**提供された抜粋**

========

就職先が決まっているわけでもなく、自分が生まれ育った家族以外に自分が作った家族(配偶者と子供とか)はいません。
まもなく高校卒業の年齢とはいえ子供のミアは、生きることになるとそういう厳しい現実を受け入れなければならないのです。
いくら彼女には叔父叔母や(伯父伯母かもしれないです)、従兄弟や、祖父母がいるといっても、彼女はひとりで向き合わなければならなくなってしまったのです。
それでも生きるか。
それとも、すべて手放すのか。
本作品はシリーズものだったので、購入時にその時点でIf I Stayの結末は予想できました。
しかし、次回作もレビューを読む限り、主人公は決断をせざるを得ない状況になるのだと思わされます。
それも、二択のうち片方を。
ミアが選んだ選択はどのような未来をもたらしたのか。
If I Stay.
もし私がこの地上に残って、生きることを選んだら。

========

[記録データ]
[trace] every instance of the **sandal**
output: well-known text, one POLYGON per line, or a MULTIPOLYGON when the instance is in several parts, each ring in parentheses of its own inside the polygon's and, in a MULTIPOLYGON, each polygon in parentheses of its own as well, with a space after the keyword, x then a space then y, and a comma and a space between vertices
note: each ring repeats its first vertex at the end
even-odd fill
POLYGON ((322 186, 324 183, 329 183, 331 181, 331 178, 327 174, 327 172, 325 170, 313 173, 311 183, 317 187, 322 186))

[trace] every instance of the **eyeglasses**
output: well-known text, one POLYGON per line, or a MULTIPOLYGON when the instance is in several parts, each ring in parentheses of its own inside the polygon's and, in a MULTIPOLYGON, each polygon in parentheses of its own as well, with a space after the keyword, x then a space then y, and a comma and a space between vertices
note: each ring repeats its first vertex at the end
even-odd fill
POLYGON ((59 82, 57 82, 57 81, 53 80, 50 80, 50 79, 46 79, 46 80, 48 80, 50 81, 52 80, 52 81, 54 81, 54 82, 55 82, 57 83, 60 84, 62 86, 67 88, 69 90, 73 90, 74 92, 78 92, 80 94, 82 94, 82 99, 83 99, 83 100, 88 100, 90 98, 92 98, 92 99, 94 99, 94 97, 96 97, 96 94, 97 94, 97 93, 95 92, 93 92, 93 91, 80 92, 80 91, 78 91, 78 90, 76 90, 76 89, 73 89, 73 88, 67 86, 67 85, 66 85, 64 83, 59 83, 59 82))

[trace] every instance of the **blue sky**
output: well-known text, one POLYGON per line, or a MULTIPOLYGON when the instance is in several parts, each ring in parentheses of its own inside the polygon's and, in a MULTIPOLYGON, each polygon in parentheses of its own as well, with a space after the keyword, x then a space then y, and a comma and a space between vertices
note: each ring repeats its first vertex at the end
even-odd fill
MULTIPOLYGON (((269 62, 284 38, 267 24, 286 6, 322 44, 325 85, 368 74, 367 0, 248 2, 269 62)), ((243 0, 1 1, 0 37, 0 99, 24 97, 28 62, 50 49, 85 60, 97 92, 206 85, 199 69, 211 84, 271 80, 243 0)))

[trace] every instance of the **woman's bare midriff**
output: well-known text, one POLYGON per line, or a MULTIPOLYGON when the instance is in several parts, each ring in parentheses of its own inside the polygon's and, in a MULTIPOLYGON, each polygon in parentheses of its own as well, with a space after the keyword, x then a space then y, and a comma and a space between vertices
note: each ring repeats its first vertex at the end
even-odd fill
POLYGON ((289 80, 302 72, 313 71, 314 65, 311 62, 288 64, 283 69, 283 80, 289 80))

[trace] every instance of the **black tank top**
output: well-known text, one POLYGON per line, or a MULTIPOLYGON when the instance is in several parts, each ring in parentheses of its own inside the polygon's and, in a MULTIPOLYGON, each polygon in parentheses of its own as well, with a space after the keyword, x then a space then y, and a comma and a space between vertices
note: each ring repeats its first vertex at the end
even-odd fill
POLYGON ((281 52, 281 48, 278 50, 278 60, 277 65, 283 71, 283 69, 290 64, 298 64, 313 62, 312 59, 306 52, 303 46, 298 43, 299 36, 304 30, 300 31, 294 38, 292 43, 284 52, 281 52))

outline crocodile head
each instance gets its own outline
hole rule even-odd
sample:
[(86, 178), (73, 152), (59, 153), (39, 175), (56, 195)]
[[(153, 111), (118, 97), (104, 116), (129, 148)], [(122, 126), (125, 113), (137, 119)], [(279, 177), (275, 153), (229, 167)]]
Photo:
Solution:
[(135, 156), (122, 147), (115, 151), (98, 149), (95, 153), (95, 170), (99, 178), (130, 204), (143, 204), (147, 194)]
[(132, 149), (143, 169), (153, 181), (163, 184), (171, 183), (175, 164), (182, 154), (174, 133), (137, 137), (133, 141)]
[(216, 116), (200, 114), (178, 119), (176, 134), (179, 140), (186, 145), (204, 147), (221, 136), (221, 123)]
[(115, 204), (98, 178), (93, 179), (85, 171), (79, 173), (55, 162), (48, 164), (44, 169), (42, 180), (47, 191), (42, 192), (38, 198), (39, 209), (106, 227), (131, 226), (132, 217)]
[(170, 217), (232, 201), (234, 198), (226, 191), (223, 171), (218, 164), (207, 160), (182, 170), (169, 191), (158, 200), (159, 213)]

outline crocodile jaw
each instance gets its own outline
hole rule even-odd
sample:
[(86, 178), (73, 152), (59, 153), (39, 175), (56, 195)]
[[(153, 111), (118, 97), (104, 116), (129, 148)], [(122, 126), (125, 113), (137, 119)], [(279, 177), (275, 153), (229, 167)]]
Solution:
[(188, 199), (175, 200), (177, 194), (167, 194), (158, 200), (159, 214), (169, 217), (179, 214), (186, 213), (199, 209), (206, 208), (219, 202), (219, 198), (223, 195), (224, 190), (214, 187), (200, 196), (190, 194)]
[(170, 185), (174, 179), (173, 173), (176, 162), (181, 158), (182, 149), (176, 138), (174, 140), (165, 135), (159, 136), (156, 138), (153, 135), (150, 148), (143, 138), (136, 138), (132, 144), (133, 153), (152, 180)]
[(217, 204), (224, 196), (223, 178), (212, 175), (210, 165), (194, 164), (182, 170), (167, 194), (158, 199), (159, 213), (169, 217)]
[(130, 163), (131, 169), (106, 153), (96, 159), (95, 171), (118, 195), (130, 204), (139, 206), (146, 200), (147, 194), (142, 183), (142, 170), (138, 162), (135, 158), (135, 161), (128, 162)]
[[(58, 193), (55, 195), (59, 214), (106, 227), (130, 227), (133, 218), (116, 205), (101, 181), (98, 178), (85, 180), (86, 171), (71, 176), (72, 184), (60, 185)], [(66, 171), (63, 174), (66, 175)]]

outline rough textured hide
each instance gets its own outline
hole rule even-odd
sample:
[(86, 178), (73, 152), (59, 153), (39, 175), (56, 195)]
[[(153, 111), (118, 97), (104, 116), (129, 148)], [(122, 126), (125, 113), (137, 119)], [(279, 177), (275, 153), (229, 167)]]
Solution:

========

**短い課題 A**
次の(i)〜(iii)がIf I Stayについての抜粋の内容と合うかどうかを、それぞれ「はい」か「いいえ」で答え、判断の決め手となる抜粋の語句を引用して示せ。(i) ミアには祖父母がいる。(ii) 本作品はシリーズものではない。(iii) ミアはまもなく高校卒業の年齢である。
**短い課題 B**
If I Stayについての抜粋の最後の文に続けて、その先の文章を書け。

**期待される出力 A**
(i) はい。「従兄弟や、祖父母がいる」
(ii) いいえ。「本作品はシリーズものだったので」
(iii) はい。「まもなく高校卒業の年齢とはいえ子供のミアは」

**期待される出力 B**
そりゃ、祖父母や叔父叔母(伯父伯母かもしれない)、従兄弟、恋人、友達は、その時は喜ぶでしょう。
私も客観的な立場なら、Stayが良いに決まっています。
ただ現実問題、直面しなければならない現実をも含めたうえで、ミアが出した決断をこの作品を読んで確かめていただきたいです。
本作品とは関係ありませんが、個人のInstagramアカウントで月にまつわる月一インスタライブを始めたからか、洋楽に敏感になっています。
本作品If I Stayは、Maneskinの"The Loneliest"かZedd, Alessia Caraの"Stay"を聴きながら読んでほしい。
なんて。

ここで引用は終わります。